_TASK TO CARRY OUT_: Turn the stretch of the items from the line containing "Where can you find the white" through the end of the items into a numbered list, one line per number and no blank lines.

(Recorded data)

* BEGIN *

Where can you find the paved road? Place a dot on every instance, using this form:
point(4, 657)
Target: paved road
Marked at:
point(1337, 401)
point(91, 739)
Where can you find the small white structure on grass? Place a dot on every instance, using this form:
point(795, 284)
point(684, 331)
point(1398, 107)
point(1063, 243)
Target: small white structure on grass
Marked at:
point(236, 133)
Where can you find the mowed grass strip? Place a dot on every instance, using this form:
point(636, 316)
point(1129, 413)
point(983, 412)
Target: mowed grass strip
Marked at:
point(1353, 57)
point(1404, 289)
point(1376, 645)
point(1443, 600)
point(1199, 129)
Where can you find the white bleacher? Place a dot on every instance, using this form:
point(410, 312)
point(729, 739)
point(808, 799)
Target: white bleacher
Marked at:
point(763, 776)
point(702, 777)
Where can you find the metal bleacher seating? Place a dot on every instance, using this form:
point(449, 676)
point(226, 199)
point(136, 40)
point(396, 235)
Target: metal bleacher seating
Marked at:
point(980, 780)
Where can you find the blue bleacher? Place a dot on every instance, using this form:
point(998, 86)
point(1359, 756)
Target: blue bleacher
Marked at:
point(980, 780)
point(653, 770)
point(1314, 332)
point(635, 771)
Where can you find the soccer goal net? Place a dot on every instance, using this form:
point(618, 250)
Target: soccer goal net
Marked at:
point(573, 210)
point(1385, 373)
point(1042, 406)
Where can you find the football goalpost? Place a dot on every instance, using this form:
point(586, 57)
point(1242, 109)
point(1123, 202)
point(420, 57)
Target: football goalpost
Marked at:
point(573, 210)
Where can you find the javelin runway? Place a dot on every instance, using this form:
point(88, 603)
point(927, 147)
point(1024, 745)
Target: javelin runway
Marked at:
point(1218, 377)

* END *

_SOLUTION_:
1. Where can you find the white bleacher? Place a dot on every instance, using this form:
2. point(410, 312)
3. point(729, 739)
4. point(808, 799)
5. Target: white bleacher
6. Marked at:
7. point(763, 776)
8. point(702, 777)
9. Where can you find the metal bleacher seating? Place a dot on every instance, using this form:
10. point(449, 676)
11. point(226, 199)
12. point(136, 40)
13. point(396, 235)
14. Target: metal bleacher seating
15. Marked at:
16. point(980, 780)
17. Where can you find the blue bleacher? Place a dot on every instance, using this form:
18. point(998, 86)
19. point(1359, 756)
20. Target: blue bleacher
21. Marked at:
22. point(980, 780)
23. point(653, 770)
24. point(1314, 332)
25. point(635, 771)
26. Where can you find the soccer goal net? Place a dot on every instance, using this form:
27. point(618, 250)
28. Target: soccer goal net
29. Marked at:
30. point(573, 210)
31. point(1385, 373)
32. point(1042, 406)
33. Where can you find the football goalpost? Place a dot on every instance, using this form:
34. point(586, 57)
35. point(1242, 109)
36. point(1123, 202)
37. point(420, 57)
38. Target: football goalpost
39. Marked at:
40. point(573, 210)
41. Where can you find the javelin runway? Place a dot on every instance, using this form:
42. point(88, 603)
43. point(927, 147)
44. point(1024, 745)
45. Target: javelin runway
46. Marked at:
47. point(1218, 377)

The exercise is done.